**TASK SET**
1 – Reproduce the part of the osteoporosis text between "What is osteoporosis?" and "or hormone levels.", inclusive.
2 – Answer these questions using the osteoporosis text:
(a) Around what age do we start losing bone density?
(b) For how long must someone take corticosteroids for it to count as a risk?
(c) What family history is singled out as a particular risk?

**PAGE EXCERPT**
****************************************

Links checked 19/03/18.
What is osteoporosis?
Osteoporosis is a condition that weakens bones, making them fragile and more likely to break.
What causes osteoporosis?
Around the age of 35 we start losing bone density, but this happens more quickly to some than others. It’s this loss of bone density that makes the bones more fragile.
Who is most at risk?
There are numerous things that can increase your risk of developing osteoporosis. Some of these include:
- Getting older.
- Family history of osteoporosis, particularly history of a hip fracture in a parent.
- Taking corticosteroids (steroids) for more than 3 months, particularly more than 20mg per day. Osteoporosis caused by steroids is called ‘steroid-induced osteoporosis’.
- Long-term use of certain medications which can affect bone strength or hormone levels.

****************************************

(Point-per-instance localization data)

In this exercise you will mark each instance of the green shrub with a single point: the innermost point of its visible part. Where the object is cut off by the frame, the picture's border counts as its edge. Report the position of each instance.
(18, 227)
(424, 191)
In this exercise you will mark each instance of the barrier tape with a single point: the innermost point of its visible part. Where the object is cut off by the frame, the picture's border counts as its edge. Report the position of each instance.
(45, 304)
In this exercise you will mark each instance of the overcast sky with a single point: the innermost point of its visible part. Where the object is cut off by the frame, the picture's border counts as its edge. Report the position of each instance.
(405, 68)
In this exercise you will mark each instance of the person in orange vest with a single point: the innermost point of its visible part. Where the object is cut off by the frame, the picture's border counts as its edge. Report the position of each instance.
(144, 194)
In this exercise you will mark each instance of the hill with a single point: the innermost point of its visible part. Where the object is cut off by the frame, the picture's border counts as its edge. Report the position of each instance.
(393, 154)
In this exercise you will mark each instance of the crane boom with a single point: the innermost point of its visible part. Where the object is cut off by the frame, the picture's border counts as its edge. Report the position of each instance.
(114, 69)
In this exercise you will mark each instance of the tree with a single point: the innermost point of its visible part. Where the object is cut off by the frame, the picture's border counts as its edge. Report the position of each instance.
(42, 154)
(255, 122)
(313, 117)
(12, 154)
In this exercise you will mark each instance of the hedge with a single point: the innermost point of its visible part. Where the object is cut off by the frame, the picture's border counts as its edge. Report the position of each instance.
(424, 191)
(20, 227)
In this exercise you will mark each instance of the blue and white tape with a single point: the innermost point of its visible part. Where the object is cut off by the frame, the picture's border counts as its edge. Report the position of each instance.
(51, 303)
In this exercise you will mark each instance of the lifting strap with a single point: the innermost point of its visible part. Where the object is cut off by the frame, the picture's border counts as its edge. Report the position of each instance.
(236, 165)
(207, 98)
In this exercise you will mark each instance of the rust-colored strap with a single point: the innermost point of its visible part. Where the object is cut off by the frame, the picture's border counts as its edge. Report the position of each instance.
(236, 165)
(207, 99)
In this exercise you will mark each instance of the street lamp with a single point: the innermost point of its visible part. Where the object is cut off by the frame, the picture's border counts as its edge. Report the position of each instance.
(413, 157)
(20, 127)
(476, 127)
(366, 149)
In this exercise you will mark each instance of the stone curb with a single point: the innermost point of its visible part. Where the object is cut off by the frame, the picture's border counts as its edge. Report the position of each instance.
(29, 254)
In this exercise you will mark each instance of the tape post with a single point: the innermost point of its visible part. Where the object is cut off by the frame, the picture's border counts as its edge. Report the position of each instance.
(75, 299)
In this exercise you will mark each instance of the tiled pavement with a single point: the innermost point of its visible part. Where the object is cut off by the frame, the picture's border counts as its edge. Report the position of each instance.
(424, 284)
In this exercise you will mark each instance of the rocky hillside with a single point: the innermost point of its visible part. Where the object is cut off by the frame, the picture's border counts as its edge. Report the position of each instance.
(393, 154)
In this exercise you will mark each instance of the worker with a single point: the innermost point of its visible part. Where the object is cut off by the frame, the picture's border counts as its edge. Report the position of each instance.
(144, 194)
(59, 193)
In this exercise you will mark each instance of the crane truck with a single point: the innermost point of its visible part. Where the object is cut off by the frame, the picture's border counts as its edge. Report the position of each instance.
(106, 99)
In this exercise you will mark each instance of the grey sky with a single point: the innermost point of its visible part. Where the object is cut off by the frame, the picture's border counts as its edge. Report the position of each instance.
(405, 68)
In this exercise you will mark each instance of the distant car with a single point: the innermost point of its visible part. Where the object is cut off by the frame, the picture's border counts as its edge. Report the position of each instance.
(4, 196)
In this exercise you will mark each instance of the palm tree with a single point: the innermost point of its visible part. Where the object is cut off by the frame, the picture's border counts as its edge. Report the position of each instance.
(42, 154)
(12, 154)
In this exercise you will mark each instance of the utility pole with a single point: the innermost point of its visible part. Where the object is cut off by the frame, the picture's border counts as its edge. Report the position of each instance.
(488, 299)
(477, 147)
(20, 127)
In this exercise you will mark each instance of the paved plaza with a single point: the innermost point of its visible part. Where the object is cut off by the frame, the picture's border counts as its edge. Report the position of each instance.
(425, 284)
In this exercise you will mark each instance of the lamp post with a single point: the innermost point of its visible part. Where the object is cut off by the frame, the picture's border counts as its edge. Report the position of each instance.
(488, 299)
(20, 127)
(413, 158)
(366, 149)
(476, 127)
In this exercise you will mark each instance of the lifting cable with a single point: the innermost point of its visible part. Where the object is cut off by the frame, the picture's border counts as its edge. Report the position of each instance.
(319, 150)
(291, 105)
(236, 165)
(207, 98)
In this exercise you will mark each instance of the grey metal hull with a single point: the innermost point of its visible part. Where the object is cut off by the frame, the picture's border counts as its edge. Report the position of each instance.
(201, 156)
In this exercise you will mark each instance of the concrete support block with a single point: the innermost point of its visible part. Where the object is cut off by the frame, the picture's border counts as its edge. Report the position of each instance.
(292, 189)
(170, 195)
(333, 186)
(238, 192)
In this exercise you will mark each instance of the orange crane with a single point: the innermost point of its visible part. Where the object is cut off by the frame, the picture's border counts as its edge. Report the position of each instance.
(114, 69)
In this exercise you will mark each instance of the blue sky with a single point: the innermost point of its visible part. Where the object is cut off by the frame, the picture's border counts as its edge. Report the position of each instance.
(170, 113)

****************************************

**PER-TASK OUTPUTS**
1 –
What is osteoporosis?
Osteoporosis is a condition that weakens bones, making them fragile and more likely to break.
What causes osteoporosis?
Around the age of 35 we start losing bone density, but this happens more quickly to some than others. It’s this loss of bone density that makes the bones more fragile.
Who is most at risk?
There are numerous things that can increase your risk of developing osteoporosis. Some of these include:
- Getting older.
- Family history of osteoporosis, particularly history of a hip fracture in a parent.
- Taking corticosteroids (steroids) for more than 3 months, particularly more than 20mg per day. Osteoporosis caused by steroids is called ‘steroid-induced osteoporosis’.
- Long-term use of certain medications which can affect bone strength or hormone levels.

2 –
(a) Around the age of 35.
(b) More than 3 months.
(c) A history of a hip fracture in a parent.